▶ [Provided passage]:
* begin *
|
author |
Elizabeth Mary McKenna
| title |
Shadow Fathers and Surrogate Sons: Patrilineal Relationships in Virgil's Aeneid and James Joyce's Ulysses
| abstract |
While scholars traditionally look at the ways Joyce's classical allusions and source material can help readers make sense of his work, reading the works of
Joyce in conversation with Virgil's Aeneid leads to a more nuanced reading of the work of Virgil as well. Looking at the Aeneid, Ulysses,
and Portrait of the Artist as a Young Man, this dissertation argues that fathers in both texts (and in their predecessor, Homer's Odyssey) fail to
introduce their sons to adulthood, and discusses the fallout of paternal and filial failures for both the fathers and the sons. These failings call into
question the definition of masculinity in both the context of the writers' worlds and our own. This dissertation examines, through a close reading of the Latin
and English texts of the Aeneid, an examination of the changing characters of both Stephen and Simon Dedalus, and a consideration of the authors'
contexts, the ways young men come to create their own identities in the absence of paternal guidance. Further, by examining both shadows (male figures who
provided temporary guidance) and surrogates, this dissertation looks at the ways independent adult masculine identities are established and re-established in
both works.
* end *
▶ [Given entries]:
* begin *
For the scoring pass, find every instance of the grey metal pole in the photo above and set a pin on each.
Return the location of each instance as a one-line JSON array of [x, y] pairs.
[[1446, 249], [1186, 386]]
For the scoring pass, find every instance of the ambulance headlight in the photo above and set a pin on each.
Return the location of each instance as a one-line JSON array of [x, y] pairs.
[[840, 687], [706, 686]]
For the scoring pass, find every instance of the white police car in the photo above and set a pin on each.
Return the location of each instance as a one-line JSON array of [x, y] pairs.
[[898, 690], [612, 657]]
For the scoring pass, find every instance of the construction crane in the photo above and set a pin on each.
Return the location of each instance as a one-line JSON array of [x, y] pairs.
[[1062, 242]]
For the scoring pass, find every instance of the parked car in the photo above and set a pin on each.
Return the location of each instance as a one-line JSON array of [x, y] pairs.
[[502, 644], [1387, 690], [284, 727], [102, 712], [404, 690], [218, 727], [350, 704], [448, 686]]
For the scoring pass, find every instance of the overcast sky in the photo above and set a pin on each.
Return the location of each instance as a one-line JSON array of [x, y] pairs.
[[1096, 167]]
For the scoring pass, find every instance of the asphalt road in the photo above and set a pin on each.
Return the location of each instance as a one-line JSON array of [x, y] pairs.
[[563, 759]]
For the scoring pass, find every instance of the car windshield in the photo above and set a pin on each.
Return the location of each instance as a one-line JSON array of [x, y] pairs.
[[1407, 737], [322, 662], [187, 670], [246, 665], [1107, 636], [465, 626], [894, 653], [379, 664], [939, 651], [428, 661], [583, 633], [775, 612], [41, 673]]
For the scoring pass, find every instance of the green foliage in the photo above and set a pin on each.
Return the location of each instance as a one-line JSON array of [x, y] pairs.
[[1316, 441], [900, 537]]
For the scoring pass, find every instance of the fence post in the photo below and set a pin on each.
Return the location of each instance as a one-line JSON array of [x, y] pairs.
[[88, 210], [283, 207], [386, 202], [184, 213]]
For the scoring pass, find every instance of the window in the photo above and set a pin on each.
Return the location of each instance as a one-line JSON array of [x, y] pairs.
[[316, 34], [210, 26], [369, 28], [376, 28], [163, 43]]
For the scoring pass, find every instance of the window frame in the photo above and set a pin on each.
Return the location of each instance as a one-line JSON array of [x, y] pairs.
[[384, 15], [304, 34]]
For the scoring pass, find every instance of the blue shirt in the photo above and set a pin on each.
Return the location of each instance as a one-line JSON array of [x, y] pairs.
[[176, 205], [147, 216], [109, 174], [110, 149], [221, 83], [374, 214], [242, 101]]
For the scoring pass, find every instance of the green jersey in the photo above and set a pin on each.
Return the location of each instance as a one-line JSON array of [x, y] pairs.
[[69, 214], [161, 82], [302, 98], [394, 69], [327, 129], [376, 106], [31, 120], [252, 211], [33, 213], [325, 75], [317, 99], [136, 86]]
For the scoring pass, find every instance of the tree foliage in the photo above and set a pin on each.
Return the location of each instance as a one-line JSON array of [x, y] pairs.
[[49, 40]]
* end *
▶ [Written problem]:
Answer from the dissertation abstract:
(a) Which three works does the dissertation look at?
(b) According to the dissertation, what do fathers in both texts fail to do for their sons?
(c) What does the dissertation mean by "shadows"?
The entries above come from a separate source, not from the dissertation abstract.

▶ [Correct response]:
(a) Virgil's Aeneid, Joyce's Ulysses, and Portrait of the Artist as a Young Man.
(b) They fail to introduce their sons to adulthood.
(c) Male figures who provided temporary guidance.